Bruce Schneier wrote a great opinion article on aspects of thrust in blockchain technologies and “the idea that blockchains can somehow eliminate the need for trust persists”.
What blockchain does is shift some of the trust in people and institutions to trust in technology. You need to trust the cryptography, the protocols, the software, the computers and the network. And you need to trust them absolutely, because they’re often single points of failure.
Read his full article on Wired.
Politico reported on some new EU regulations which would restrict the exports of surveillance technologies by companies.
The update to EU rules, expected to be agreed within weeks, would set up a comprehensive EU list of technologies that governments can control through licensing. It would also increase due diligence obligations on companies to check if their goods can be used by their clients to violate human rights.
The Register reported on the announcement of Apple to introduce “privacy ’nutrition labels’” (https://web.archive.org/web/20201109184222/https://www.theregister.com/2020/11/06/apple_privacy_advice/):
“For food, you have nutrition labels; you can see if it’s packed with protein or loaded with sugar, or maybe both, all before you buy it,” he said. “So we thought it would be great to have something similar for apps. We’re going to require each developer to self-report their practices.”

_ACTION ITEM A:_
In the tech news roundup, which publication reported Apple's plan for privacy "nutrition labels"?
_ACTION ITEM B:_
Condense the tech news roundup paragraph beginning "The update to EU rules" into a single shorter sentence that keeps its main facts.
_ACTION ITEM C:_
Repeat word for word the stretch of the tech news roundup from "The update to" through "violate human rights.".
The items here come from a separate source.

_DATA FOR REVIEW:_
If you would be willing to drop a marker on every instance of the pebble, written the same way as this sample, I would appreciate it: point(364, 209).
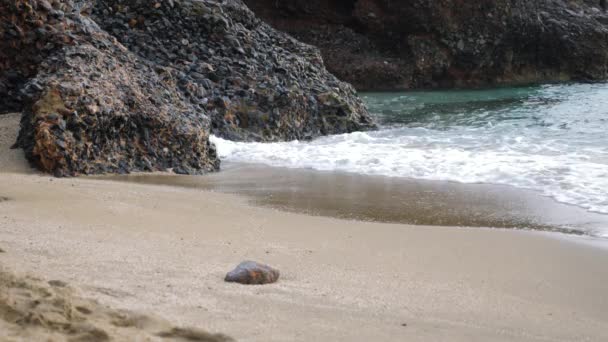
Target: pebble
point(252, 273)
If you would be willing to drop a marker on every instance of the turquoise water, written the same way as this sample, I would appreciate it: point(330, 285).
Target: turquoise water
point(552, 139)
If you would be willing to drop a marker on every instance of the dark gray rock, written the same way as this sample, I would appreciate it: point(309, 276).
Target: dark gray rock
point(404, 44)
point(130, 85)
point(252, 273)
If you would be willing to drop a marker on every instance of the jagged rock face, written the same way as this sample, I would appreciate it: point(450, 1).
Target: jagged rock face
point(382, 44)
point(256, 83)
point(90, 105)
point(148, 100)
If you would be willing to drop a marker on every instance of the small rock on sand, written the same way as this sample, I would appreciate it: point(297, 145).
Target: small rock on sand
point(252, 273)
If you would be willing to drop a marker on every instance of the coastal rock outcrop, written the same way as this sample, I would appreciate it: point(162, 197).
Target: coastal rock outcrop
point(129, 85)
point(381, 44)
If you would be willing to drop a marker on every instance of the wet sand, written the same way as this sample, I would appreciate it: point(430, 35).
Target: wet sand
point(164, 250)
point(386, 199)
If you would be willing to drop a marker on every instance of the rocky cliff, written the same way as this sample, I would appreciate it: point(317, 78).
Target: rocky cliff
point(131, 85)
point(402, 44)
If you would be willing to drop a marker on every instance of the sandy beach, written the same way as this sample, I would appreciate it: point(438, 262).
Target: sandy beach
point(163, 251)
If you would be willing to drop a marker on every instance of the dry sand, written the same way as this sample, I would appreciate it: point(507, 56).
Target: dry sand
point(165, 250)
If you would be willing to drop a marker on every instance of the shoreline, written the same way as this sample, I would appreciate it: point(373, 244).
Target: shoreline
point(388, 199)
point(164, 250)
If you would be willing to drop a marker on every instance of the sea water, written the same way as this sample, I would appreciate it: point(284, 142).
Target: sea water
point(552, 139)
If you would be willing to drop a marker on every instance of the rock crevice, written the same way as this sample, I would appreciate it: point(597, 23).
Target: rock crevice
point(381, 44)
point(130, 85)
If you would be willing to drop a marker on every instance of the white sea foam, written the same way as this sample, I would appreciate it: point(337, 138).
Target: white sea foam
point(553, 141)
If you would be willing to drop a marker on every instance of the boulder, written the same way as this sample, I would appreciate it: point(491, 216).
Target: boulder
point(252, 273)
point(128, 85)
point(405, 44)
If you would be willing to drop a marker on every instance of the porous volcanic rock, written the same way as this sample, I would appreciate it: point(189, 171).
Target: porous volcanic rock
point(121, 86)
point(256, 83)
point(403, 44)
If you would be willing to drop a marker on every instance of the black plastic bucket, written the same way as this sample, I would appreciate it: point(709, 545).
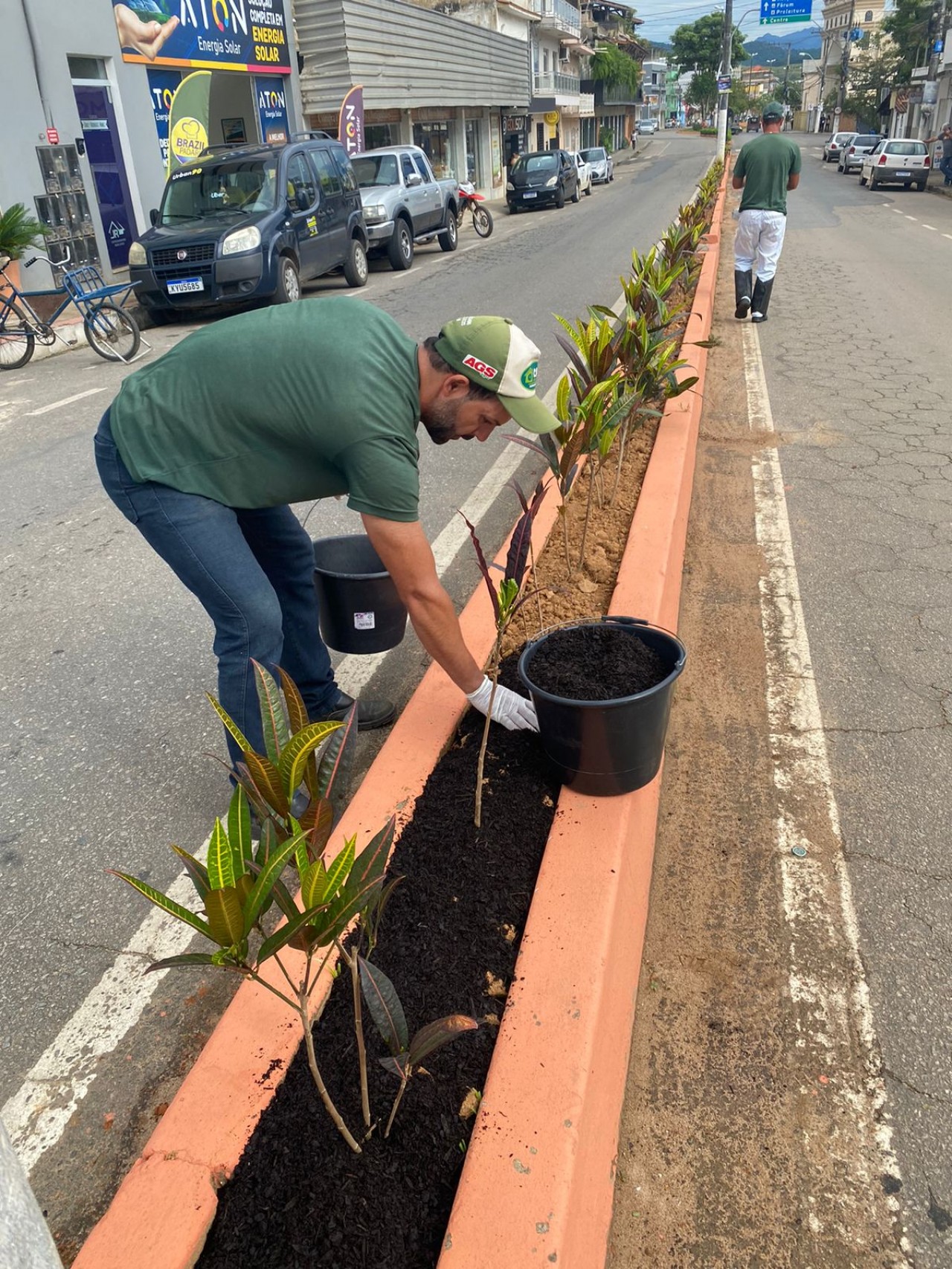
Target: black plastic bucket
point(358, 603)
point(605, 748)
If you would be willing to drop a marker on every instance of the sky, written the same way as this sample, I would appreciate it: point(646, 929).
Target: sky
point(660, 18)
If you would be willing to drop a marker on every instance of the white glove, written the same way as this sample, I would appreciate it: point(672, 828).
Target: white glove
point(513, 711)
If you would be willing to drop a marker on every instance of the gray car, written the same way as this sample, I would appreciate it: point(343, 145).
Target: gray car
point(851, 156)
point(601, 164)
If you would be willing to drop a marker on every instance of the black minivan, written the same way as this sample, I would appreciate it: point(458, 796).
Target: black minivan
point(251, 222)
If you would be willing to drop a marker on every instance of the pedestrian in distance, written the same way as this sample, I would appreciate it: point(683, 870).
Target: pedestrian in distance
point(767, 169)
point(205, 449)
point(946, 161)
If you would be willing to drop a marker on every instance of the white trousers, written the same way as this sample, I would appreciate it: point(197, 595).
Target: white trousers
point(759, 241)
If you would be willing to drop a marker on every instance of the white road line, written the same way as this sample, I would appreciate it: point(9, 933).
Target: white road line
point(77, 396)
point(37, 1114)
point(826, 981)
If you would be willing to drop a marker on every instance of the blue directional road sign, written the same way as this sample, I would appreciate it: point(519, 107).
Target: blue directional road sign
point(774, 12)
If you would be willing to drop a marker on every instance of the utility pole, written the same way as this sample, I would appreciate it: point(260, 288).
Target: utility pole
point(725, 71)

_TASK ANSWER A:_
The Register

_TASK ANSWER B:_
The EU rule update, expected to be agreed within weeks, would create a comprehensive EU list of technologies that governments can control through licensing and would require companies to do more due diligence on whether clients could use their goods to violate human rights.

_TASK ANSWER C:_
The update to EU rules, expected to be agreed within weeks, would set up a comprehensive EU list of technologies that governments can control through licensing. It would also increase due diligence obligations on companies to check if their goods can be used by their clients to violate human rights.